# Provided passage
Earlier this month, Crown Princess Masako appeared in public with her husband and Prime Minister Shinzo Abe to help celebrate 2017 Week of Persons with Disabilities. As expected, their role was simple: a photo shoot with the pamphlet for the event and very few words. Apolitical puppets these royals truly were, just as the postwar Constitution indicates them to be. Thus, the annual seven-day event died without making any major headlines or hashtags on Twitter.

The end.

But it shouldn't have ended there. The Crown Princess has both the influence and personal experience with depression to incite an extremely urgent discussion about mental illness in Japan.

Around 3.2 million Japanese struggle with mental illness. Day in and day out, they are outcasts in a society that is still unaware of an anti-discrimination law for disabled people that was passed last year. Worse, many Japanese continue to believe in an antiquated, scientifically disproven opinion that mental illness is a character flaw and not a true medical diagnosis.

How can we call the attention of the Japanese back to this issue?

Well, their soon-to-be Empress, Crown Princess Masako, has recently emerged from her silence and reclusion. Like students and employees who, unable to conform to the rigid status quo, are harassed for their illness, the Crown Princess has been criticized for "slacking off" during the decade in which she could not fulfill her royal duties due to her depression.

With the aid of her psychiatric team and time to heal, however, she has since returned to the public eye.

If the Crown Princess spoke publicly about the progress in her recovery, society would respond. In his book on Japanese pop culture, Tim Craig, a writer and editor based in Japan, notes that the Imperial family has come to embody a "celebrity symbol of the 'ordinary' Japanese family," an identity that carries "a considerable potential for positive social change."

Japanese journalists, who have direct access to the public, have a responsibility to change the way they cover her depression. She has the tools to empower the mentally ill in Japan to feel less shame about their condition and be open to receiving psychiatric care; she just needs journalists to help her rebuild that image of mental illness in society.

RIKA ICHINOSE

NEW YORK

The opinions expressed in this letter to the editor are the writer's own and do not necessarily reflect the policies of The Japan Times.

# Problems to solve
(a) From the letter on Crown Princess Masako and mental illness, write out the part that begins with the words "Earlier this month, Crown" and ends with "hashtags on Twitter.".
(b) According to the letter on Crown Princess Masako and mental illness, about how many Japanese struggle with mental illness?

(Point localization data)
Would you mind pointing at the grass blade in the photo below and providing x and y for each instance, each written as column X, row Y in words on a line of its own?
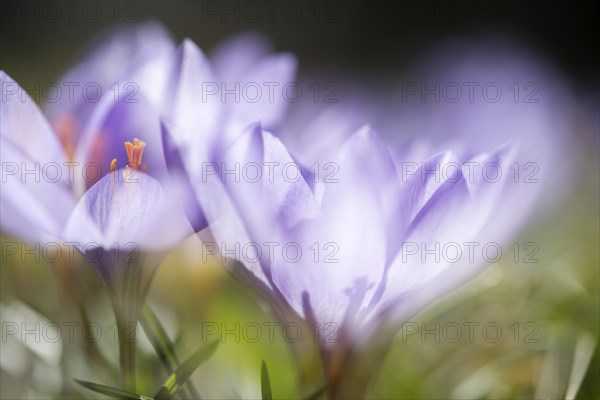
column 164, row 348
column 265, row 383
column 111, row 392
column 181, row 374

# Task results
(a)
Earlier this month, Crown Princess Masako appeared in public with her husband and Prime Minister Shinzo Abe to help celebrate 2017 Week of Persons with Disabilities. As expected, their role was simple: a photo shoot with the pamphlet for the event and very few words. Apolitical puppets these royals truly were, just as the postwar Constitution indicates them to be. Thus, the annual seven-day event died without making any major headlines or hashtags on Twitter.

(b) Around 3.2 million.